DATASET RECORDS.
·····

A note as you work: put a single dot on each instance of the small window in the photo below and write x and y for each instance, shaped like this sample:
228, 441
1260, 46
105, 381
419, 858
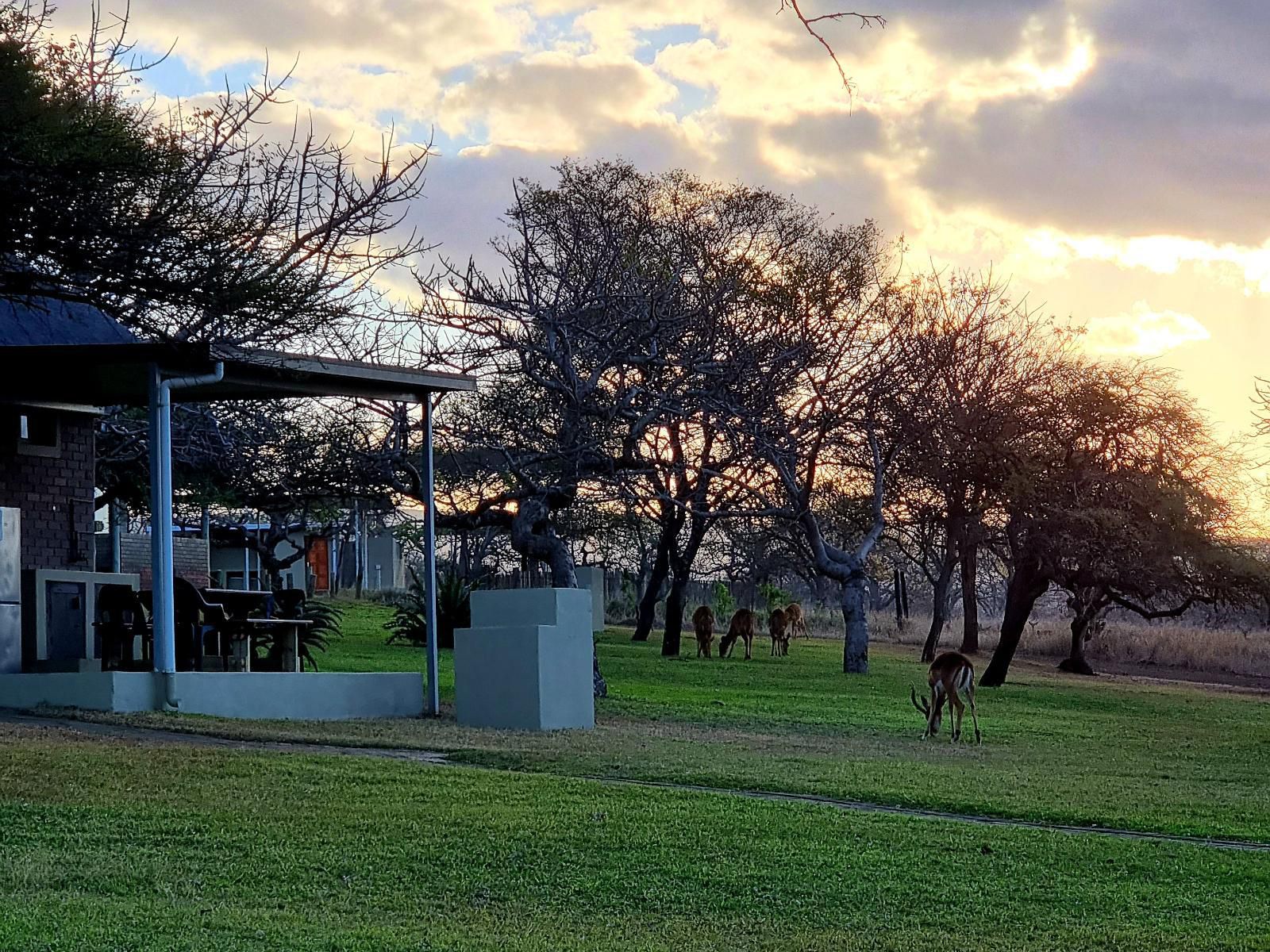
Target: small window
37, 432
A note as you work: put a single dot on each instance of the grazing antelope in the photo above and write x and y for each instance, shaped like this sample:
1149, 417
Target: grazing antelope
702, 624
779, 630
797, 621
952, 677
742, 626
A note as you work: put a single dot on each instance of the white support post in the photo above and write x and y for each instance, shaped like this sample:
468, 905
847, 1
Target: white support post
429, 556
163, 611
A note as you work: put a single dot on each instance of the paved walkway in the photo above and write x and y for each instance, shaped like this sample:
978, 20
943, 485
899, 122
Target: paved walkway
440, 759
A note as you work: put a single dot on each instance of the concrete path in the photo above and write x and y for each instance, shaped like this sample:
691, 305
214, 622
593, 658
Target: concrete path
433, 758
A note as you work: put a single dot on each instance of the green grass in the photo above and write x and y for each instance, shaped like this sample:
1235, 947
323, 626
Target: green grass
108, 844
1175, 759
117, 844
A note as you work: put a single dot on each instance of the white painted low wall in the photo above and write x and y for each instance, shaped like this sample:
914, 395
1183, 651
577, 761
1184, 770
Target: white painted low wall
257, 696
124, 692
526, 663
300, 697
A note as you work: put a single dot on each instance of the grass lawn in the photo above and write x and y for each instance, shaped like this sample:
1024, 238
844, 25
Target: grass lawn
108, 844
118, 844
1176, 759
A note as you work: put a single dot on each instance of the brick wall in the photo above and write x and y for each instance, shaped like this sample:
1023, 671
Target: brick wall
54, 493
188, 556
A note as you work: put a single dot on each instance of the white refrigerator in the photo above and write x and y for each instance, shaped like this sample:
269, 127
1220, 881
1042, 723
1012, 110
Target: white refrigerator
10, 590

·····

WHAT NEEDS TO BE DONE.
Leave the images out and transcribe the rest of the material exactly.

RESPONSE BELOW.
A note as you work: put a single dot on each instance of the small window in the photo below and write x and y for each instance, shaped like this sample:
228, 441
1260, 46
105, 381
419, 858
Target: small window
37, 432
A note as you work: put a single dot on each instance of the grazing antelope in the photo above and write x and y for each instance, shaped like this sample:
1149, 417
Target: grazing antelope
702, 624
779, 630
797, 621
952, 677
742, 626
A note as you work: put a single dot on each instance of the white support post in the photo above and write x and y for each instance, shaped like this sample:
468, 905
847, 1
Target: white support post
429, 556
163, 611
A note as you work: put a single dot on each instance of the paved walkway in the photo above and write x and y for each instance, shaped like this sample:
978, 20
943, 485
899, 122
Target: paved walkway
440, 759
A note as you work: put a single dot on each instance of the concrete path in the photo above and write x and y for each instance, shaped like this sample:
691, 305
214, 622
593, 658
Target: concrete path
433, 758
A note as you work: put a single dot on each instance of the green grass in the photo above and write x and y for each instance, shaped like this sample:
1235, 947
323, 626
Target: green grass
108, 844
1175, 759
117, 844
A note as you work: put a single dot on each instance of the white painted low wall in the photo above and write x and y for each instance, shaped like this sample:
914, 395
1183, 651
577, 761
1184, 770
Target: white painted low wall
257, 696
124, 692
526, 663
300, 697
A note as you work: put a single dot on each instance of the grass lawn in the photo above and write x and y for each instance, shaped like this sample:
1024, 238
844, 25
Target: grass lawn
108, 844
118, 844
1176, 759
A note as you work: put a single dot on each instance of the brick wall in the photo above and write x and y for each instance, shaped like this sample:
1023, 671
Target: brick wall
54, 493
188, 556
A note as you work: put a single dot on each instance of the white refrigerator in the photo above and write x and y for each instance, shaped like this sample:
269, 127
1220, 881
1042, 723
1012, 110
Target: white refrigerator
10, 590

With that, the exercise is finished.